Source passage:
★ ★ ★ ★ ★
Goodwill Arising from Amalgamation Qualifies as Depreciable Intangible Asset: ITAT Deletes ₹771.66 Cr Disallowance [Read Order]
ITAT rules that goodwill generated through amalgamation constitutes a depreciable intangible asset for pre-Finance Act 2021 assessment years.
![Goodwill Arising from Amalgamation Qualifies as Depreciable Intangible Asset: ITAT Deletes ₹771.66 Cr Disallowance [Read Order] Goodwill Arising from Amalgamation Qualifies as Depreciable Intangible Asset: ITAT Deletes ₹771.66 Cr Disallowance [Read Order]](https://images.taxscan.in/h-upload/2026/06/09/2139714-goodwill-arising-from-amalgamation-qualifies-as-depreciable-intangible-asset-taxscan.webp)
The Income Tax Appellate Tribunal (ITAT) Ahmedabad Bench has upheld the allowability of depreciation on goodwill arising from an amalgamation and deleted a disallowance of ₹771.66 crore made by the Revenue. The Tribunal held that goodwill generated as a result of an amalgamation qualifies as a depreciable intangible asset under Section 32(1)(ii) of the Income Tax Act, 1961 for assessment years preceding the amendments introduced by the Finance Act 2021.
★ ★ ★ ★ ★
Data section:
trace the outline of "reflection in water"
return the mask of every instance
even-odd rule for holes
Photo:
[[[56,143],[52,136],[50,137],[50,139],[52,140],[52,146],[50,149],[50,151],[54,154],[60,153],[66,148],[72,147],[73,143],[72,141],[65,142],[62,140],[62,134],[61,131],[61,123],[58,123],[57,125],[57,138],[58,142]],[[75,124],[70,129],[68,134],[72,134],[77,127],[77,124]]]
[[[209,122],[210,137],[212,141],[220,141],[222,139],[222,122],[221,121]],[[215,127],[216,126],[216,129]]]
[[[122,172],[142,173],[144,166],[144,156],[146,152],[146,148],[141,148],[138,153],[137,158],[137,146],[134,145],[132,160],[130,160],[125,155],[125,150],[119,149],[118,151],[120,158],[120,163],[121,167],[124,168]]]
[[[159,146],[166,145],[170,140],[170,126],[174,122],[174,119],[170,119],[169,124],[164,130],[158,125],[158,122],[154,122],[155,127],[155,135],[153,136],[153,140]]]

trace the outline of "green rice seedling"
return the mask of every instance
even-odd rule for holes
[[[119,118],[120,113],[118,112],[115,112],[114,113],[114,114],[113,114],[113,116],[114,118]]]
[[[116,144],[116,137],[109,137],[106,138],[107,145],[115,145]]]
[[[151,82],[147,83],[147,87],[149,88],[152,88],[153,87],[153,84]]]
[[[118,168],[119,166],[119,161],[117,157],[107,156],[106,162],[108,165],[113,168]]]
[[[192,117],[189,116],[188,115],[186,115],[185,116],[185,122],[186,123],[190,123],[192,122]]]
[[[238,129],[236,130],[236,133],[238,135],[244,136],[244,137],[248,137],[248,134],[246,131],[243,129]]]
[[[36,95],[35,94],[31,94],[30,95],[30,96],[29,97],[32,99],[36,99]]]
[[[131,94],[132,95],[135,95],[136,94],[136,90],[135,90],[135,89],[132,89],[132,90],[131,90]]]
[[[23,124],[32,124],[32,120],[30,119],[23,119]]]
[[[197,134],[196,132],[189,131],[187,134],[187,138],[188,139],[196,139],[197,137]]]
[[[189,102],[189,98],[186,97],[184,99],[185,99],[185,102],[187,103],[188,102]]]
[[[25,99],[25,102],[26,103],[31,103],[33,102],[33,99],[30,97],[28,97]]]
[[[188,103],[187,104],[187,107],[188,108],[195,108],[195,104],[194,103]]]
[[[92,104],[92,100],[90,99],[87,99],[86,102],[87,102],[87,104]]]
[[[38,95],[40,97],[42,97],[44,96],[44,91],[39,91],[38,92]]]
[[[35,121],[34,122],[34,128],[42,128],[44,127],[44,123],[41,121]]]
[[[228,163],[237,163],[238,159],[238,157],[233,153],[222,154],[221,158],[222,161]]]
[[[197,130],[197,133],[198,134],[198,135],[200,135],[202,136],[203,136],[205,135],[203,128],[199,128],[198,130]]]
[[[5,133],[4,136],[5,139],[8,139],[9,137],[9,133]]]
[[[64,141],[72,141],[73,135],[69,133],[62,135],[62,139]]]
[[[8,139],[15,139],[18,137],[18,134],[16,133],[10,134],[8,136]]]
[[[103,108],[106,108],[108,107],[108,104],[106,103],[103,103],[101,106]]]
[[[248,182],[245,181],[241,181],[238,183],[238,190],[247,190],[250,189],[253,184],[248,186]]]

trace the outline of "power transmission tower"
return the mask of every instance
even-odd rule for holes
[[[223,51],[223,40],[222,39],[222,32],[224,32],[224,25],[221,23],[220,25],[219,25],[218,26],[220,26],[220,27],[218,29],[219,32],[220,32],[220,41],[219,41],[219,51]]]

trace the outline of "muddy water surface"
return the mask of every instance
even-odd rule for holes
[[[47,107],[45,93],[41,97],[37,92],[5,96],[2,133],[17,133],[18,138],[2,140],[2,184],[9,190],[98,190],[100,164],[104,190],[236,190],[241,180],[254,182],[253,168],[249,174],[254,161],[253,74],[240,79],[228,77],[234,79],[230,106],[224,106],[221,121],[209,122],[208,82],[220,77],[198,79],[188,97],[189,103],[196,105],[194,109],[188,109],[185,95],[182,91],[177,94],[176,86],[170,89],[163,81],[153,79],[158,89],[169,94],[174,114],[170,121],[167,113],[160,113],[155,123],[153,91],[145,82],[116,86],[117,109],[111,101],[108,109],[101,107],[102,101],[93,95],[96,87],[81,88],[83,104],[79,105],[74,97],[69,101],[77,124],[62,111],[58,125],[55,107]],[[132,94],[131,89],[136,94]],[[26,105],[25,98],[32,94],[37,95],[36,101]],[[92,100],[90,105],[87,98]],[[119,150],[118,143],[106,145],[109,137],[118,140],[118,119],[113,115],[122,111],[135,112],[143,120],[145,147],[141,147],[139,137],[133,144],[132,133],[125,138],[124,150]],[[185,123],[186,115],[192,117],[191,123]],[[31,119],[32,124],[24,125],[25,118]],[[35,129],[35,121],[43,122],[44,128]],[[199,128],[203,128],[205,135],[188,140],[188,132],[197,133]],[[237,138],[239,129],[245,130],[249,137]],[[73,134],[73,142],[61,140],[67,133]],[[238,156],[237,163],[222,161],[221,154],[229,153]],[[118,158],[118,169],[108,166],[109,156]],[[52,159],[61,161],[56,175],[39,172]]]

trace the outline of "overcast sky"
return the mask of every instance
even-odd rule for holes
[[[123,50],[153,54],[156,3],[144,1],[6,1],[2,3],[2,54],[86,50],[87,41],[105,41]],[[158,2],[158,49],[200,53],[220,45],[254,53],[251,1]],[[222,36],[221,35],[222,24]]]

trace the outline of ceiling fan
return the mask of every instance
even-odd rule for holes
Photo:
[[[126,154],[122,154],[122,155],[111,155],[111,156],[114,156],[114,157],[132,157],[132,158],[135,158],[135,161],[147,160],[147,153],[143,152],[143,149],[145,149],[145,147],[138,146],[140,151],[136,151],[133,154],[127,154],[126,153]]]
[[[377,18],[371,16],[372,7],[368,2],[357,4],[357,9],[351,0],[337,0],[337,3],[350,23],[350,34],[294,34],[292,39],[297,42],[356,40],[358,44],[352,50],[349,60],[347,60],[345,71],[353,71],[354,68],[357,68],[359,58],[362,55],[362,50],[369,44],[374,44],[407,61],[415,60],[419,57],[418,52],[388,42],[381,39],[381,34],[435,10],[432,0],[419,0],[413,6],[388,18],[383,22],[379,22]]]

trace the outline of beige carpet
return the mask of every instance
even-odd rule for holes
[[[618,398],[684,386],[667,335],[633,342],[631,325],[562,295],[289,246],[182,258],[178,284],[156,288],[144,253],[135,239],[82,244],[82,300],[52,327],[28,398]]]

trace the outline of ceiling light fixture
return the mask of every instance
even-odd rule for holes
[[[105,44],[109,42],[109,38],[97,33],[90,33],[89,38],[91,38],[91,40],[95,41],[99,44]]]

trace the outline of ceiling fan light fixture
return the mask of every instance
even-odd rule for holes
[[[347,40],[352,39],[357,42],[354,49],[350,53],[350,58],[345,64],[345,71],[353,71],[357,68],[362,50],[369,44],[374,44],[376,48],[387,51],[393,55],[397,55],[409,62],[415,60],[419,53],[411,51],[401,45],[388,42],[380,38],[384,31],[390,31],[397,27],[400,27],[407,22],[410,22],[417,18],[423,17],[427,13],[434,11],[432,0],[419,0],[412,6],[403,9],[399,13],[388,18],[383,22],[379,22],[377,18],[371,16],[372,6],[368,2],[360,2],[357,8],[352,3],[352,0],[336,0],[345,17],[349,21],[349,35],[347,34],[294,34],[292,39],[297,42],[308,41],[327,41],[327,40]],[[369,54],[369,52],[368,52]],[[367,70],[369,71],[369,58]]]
★ ★ ★ ★ ★
Objectives:
A. Please list every act and every statutory section cited in the article on the goodwill ruling.
B. Carry on the article about the goodwill depreciation ruling from its final sentence.

Per-task outputs:
A.
- Section 32(1)(ii)
- Income Tax Act, 1961
- Finance Act 2021

B.
The Revenue had challenged the orders of the Commissioner of Income Tax (Appeals) [CIT(A)] in the case of ACIT v. Claris Limited (formerly Altheon Enterprises Ltd.) relating to Assessment Years 2017-18 and 2018-19. The appeals arose from the Assessing Officer’s decision to disallow depreciation claimed on goodwill amounting to ₹3,086.65 crore resulting in a disallowance of ₹771.66 crore.
The dispute originated from a composite scheme of arrangement and amalgamation approved by the National Company Law Tribunal (NCLT) Ahmedabad Bench whereby several companies including Abellon Energy Limited and Dorizoe Lifesciences Limited, were amalgamated with Altheon Enterprises Ltd. Pursuant to the scheme the assessee issued shares to the shareholders of the transferor companies. The excess of consideration discharged over the net assets acquired was recognized as goodwill.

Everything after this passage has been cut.